TASK DESCRIPTION: Count the lines in the records below that contain the string "yellow", matching case exactly. Give only the number.

>>>

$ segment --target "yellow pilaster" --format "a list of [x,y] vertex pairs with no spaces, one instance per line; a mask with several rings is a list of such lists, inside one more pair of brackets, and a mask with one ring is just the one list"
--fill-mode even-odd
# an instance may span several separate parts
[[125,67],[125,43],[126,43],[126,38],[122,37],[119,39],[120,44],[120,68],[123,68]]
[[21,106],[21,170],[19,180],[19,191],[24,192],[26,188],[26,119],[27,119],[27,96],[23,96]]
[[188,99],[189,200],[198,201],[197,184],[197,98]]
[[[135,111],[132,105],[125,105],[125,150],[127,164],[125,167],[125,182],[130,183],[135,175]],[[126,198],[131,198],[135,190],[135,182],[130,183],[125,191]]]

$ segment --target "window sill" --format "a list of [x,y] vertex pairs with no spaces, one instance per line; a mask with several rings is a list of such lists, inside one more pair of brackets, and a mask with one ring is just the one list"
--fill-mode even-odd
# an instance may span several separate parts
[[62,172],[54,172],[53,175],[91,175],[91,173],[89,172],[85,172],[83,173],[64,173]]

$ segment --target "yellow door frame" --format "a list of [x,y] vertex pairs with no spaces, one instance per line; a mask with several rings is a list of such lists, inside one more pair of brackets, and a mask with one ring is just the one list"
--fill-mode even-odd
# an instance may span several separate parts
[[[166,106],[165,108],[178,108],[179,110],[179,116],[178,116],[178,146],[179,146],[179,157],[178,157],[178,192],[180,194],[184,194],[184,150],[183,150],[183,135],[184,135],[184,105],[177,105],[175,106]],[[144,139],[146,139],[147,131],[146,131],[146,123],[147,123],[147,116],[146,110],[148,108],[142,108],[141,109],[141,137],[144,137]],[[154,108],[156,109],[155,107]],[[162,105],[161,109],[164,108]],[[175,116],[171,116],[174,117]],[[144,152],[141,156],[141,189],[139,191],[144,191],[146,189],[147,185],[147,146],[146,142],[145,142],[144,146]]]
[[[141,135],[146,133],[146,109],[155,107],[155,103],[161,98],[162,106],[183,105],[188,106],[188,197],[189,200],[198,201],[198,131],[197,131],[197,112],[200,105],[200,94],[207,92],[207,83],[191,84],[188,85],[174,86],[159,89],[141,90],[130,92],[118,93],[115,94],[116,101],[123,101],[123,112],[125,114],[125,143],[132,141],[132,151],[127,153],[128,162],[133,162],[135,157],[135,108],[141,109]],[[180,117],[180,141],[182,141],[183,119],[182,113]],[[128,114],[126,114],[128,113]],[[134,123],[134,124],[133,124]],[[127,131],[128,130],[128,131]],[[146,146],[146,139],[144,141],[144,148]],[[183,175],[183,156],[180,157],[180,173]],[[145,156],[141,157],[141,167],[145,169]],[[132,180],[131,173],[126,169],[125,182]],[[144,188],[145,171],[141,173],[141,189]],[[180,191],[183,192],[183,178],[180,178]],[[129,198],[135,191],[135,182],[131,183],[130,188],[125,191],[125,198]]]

<<<

ANSWER TO THE TASK: 2